- Problem details -
In the rows below, change "identify" to "mark" everywhere it appears and write the rows out again with nothing else altered. Leave the pictures out.

- Provided entries -
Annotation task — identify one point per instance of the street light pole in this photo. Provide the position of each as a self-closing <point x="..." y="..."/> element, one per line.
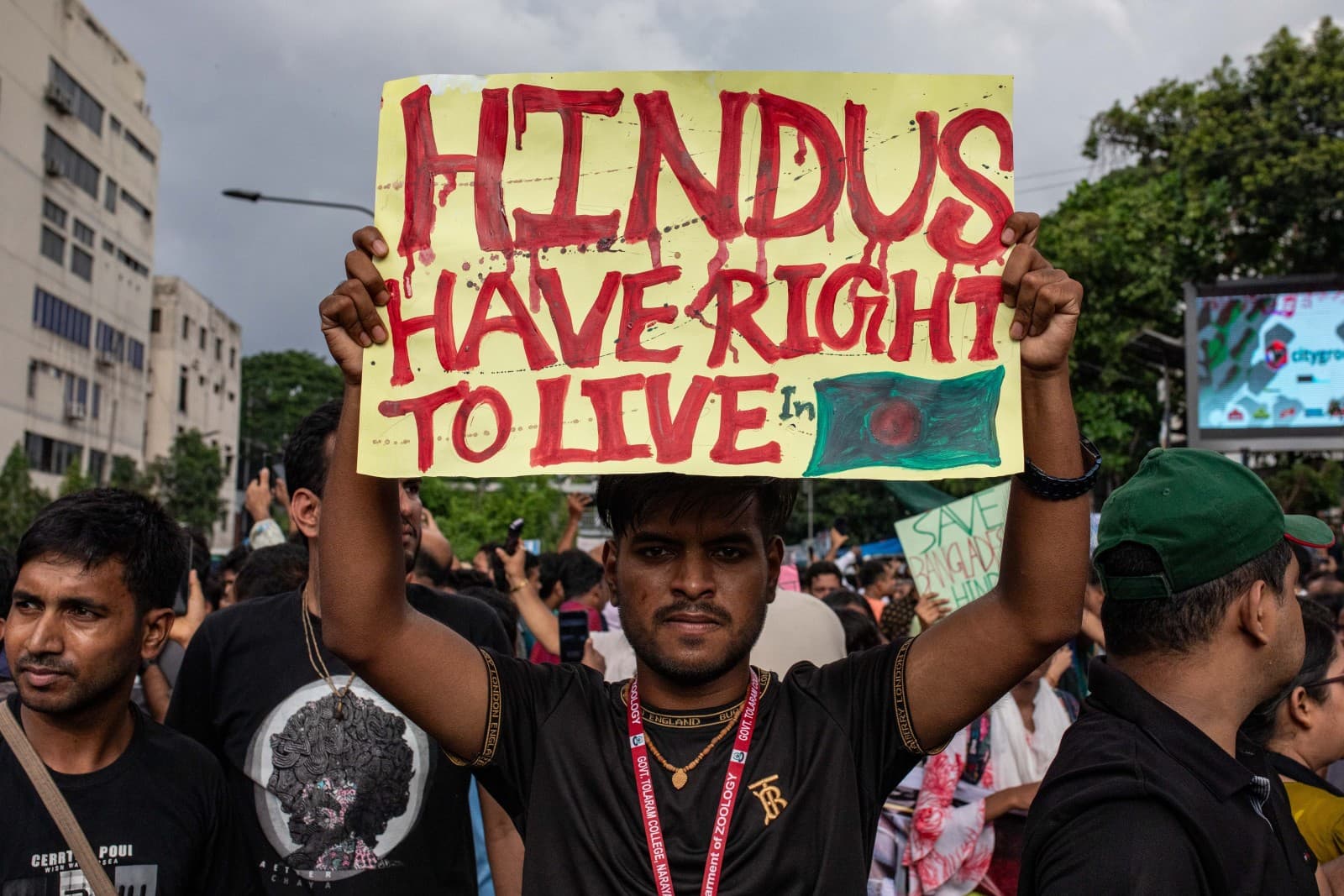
<point x="253" y="196"/>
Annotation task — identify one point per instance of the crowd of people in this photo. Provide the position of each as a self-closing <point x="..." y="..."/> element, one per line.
<point x="344" y="705"/>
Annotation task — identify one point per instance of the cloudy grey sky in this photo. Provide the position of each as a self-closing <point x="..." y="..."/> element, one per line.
<point x="282" y="97"/>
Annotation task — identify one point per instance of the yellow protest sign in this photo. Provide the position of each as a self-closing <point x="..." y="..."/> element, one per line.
<point x="726" y="273"/>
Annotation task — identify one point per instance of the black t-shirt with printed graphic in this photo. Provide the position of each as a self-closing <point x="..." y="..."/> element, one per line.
<point x="366" y="805"/>
<point x="158" y="817"/>
<point x="830" y="745"/>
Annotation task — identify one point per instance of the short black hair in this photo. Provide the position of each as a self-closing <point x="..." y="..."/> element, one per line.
<point x="846" y="600"/>
<point x="306" y="452"/>
<point x="199" y="553"/>
<point x="578" y="574"/>
<point x="8" y="573"/>
<point x="276" y="570"/>
<point x="109" y="524"/>
<point x="1187" y="620"/>
<point x="467" y="578"/>
<point x="1320" y="649"/>
<point x="820" y="567"/>
<point x="235" y="559"/>
<point x="873" y="570"/>
<point x="860" y="631"/>
<point x="624" y="500"/>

- Solution for this problem -
Annotation task — mark one point per instance of the street light pole in this photo. Provide the position of each as a self-closing <point x="..." y="..."/> element, one per line.
<point x="253" y="196"/>
Annotation task — mark one point per instance of the crowd of people in this photo. Provide the position of each as a self-closing <point x="..." y="..."/> element, one per line.
<point x="344" y="705"/>
Annotation task — mark one point per instance of the cloudy grey sky in this photo. Provide the position of each as a self-closing <point x="..." y="..."/> element, one per line.
<point x="282" y="97"/>
Annotation task — mark one point per instance of the yellow protest sign in this photo. Provide the position of each as a self-closing <point x="..." y="..."/> element, one per line.
<point x="726" y="273"/>
Annotation task — mark one point per instance of the black t-shirt with printed graphic in this photo. Provide the position of each as a self-closing <point x="..." y="..."/> element, one per line.
<point x="366" y="805"/>
<point x="158" y="817"/>
<point x="830" y="745"/>
Annotation task — mark one point per instance of the short black hair in this photo. Provide the position of each as a self-closing <point x="..." y="..."/> element, one per line.
<point x="846" y="600"/>
<point x="306" y="452"/>
<point x="199" y="553"/>
<point x="578" y="574"/>
<point x="8" y="573"/>
<point x="276" y="570"/>
<point x="109" y="524"/>
<point x="1187" y="620"/>
<point x="467" y="578"/>
<point x="1320" y="649"/>
<point x="820" y="567"/>
<point x="235" y="559"/>
<point x="873" y="570"/>
<point x="860" y="631"/>
<point x="624" y="500"/>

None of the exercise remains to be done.